Job 1:
In the post on the Kepler-47 planets, could you reproduce word for word the part that opens with the words containing "The first two" and closes with "centre it’s b,d,c."?
Job 2:
Can you condense the paragraph of the Kepler-47 post beginning "Using data from NASA's Kepler space telescope" into one shorter sentence that keeps its main facts?
Job 3:
Could you pick up the post on the Kepler-47 planets after its last sentence and keep writing?

Document extract:
Why Phi? – the three planets of the Kepler-47 circumbinary planet system

Posted: May 16, 2019 by oldbrew in Analysis, Astrophysics, Phi
Tags: , ,

Kepler-47 system [Image Credit: NASA/JPL Caltech/T. Pyle]


Astronomers have discovered a third planet in the Kepler-47 system, securing the system’s title as the most interesting of the binary-star worlds, says NASA’s Exoplanet Exploration team.

Using data from NASA’s Kepler space telescope, a team of researchers, led by astronomers at San Diego State University, detected the new Neptune-to-Saturn-size planet orbiting between two previously known planets.

With its three planets orbiting two suns, Kepler-47 is the only known multi-planet circumbinary system. Circumbinary planets are those that orbit two stars.

Continued here.
– – –
Now at the Talkshop let’s take a quick look at the data.

The first two exoplanets found in this system were named ‘b’ and ‘c’ as usual. But recently ‘d’ was spotted in the middle, so in order of distance from the system centre it’s b,d,c.

Anyway, the point here is that the orbit ratio of d:c is 1:1.6180838 (within very small error margins in the data) or 1:Phi (Phi = 1.6180339~, aka the golden ratio).

Another way of putting it is that for every 2.618 orbits of d there is 1.618 orbit of c and 1 (2.618 – 1.618) synodic conjunction in that time period.

Recorded data:
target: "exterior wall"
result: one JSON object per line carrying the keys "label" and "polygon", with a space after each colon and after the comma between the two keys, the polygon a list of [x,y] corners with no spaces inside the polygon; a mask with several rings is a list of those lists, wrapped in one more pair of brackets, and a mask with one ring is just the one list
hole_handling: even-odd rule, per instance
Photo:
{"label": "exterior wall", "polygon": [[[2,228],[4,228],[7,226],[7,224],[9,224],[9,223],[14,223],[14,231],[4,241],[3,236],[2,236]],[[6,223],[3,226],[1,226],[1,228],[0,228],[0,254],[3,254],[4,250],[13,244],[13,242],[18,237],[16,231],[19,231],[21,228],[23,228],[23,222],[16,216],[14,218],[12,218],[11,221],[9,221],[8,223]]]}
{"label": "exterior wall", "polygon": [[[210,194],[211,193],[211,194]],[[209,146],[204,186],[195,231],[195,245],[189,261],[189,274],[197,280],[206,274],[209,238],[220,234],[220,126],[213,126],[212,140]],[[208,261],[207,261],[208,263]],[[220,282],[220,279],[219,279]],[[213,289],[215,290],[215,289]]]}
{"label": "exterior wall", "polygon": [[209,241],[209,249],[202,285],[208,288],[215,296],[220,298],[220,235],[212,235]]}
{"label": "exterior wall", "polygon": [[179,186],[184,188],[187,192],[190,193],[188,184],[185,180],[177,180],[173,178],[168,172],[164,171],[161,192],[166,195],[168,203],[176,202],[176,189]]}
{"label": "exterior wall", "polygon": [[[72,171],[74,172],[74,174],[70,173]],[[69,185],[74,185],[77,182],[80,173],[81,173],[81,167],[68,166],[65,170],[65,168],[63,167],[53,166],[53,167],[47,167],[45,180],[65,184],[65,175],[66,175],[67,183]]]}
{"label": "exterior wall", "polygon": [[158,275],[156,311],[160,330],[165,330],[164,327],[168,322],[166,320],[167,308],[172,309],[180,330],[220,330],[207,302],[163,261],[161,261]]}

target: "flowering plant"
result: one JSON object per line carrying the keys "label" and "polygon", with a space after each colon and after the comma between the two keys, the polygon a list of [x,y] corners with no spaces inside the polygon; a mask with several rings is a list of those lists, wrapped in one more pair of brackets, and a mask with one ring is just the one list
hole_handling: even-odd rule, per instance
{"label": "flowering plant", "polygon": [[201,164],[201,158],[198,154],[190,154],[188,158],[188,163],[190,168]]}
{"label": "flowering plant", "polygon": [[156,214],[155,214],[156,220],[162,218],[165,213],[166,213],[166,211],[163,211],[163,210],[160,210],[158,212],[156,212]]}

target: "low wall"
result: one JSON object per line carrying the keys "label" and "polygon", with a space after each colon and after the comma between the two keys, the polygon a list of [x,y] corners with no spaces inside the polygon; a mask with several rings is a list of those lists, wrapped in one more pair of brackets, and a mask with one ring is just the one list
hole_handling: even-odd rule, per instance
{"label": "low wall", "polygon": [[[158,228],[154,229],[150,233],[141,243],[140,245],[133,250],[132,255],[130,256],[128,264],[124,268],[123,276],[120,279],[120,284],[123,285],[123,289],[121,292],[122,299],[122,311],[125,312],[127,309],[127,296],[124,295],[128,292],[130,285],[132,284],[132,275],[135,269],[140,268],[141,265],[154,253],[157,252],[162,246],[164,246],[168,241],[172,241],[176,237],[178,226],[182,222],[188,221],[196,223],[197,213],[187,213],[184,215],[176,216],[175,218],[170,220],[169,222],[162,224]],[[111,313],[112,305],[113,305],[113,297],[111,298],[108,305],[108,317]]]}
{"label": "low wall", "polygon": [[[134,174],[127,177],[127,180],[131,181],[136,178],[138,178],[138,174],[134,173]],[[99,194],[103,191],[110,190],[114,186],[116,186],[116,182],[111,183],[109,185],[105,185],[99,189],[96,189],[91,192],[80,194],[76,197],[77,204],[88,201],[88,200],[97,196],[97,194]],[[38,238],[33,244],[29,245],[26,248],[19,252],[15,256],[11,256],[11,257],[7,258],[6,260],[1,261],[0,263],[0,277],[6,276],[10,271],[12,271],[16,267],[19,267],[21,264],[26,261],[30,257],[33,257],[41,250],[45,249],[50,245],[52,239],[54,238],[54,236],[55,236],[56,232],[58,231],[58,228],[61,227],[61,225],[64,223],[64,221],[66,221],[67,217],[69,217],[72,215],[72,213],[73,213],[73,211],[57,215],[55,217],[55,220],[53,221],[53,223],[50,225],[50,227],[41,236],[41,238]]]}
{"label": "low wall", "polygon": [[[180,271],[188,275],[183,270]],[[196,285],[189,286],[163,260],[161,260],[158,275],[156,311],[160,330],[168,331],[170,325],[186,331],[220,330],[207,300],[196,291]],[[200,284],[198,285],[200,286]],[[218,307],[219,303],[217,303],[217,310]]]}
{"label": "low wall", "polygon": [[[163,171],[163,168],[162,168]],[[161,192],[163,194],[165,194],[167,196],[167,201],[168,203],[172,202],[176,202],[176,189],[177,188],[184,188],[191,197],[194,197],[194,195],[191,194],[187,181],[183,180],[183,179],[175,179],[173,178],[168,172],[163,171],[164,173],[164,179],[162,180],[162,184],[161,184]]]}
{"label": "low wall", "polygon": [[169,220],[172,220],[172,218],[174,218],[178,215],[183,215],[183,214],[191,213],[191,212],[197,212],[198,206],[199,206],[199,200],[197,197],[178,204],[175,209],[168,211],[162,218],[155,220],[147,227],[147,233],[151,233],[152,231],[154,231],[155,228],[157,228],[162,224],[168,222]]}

Result 1:
The first two exoplanets found in this system were named ‘b’ and ‘c’ as usual. But recently ‘d’ was spotted in the middle, so in order of distance from the system centre it’s b,d,c.

Result 2:
Researchers led by San Diego State University astronomers used NASA Kepler space telescope data to find a new Neptune-to-Saturn-size planet orbiting between the two planets already known.

Result 3:
This ratio may offer a maximum of stability to the two planets. It’s believed binary stars often eject planets from their neighbourhood.

These two planets also have a semi-major axis (distance from system centre) ratio of 1:square root of 2 (= 1.414~).

So, a very interesting start to the analysis of multi-planet circumbinary systems – assuming of course that others are found sometime.

Data source: exoplanet.eu [click on ‘3 planets’]

Short NASA animation of the Kepler-47 system can be found here.

[Note: this is a revised version of an earlier post on April 16th, following a data update yesterday].

Comments
  1. oldbrew says:

    Tatooine is a fictional desert planet that appears in the Star Wars space opera franchise. It is beige-coloured and is depicted as a remote, desolate world orbiting a pair of binary stars, and inhabited by human settlers and a variety of other life forms.
    https://en.wikipedia.org/wiki/Tatooine

  2. oldbrew says:

    Circumbinary castaways: Short-period binary systems can eject orbiting worlds

    The shortest-period binary star system around which a circumbinary planet has been discovered was Kepler 47, with a period of about 7.45 days.

    http://www.washington.edu/news/2018/04/12/circumbinary-castaways-short-period-binary-systems-can-eject-orbiting-worlds/
    – – –
    From the paper abstract:
    All of the orbits have low eccentricities and are nearly coplanar, disfavoring violent scattering scenarios and suggesting gentle migration in the protoplanetary disk.

    https://iopscience.iop.org/article/10.3847/1538-3881/ab0ca0

  3. David A says:

    Just curious if any Phi relationships have been observed in the orbital relationships between binary stars?

  4. oldbrew says:

    David A – if there’s some data I’ll have a look.

  5. David A says:

    Thank you!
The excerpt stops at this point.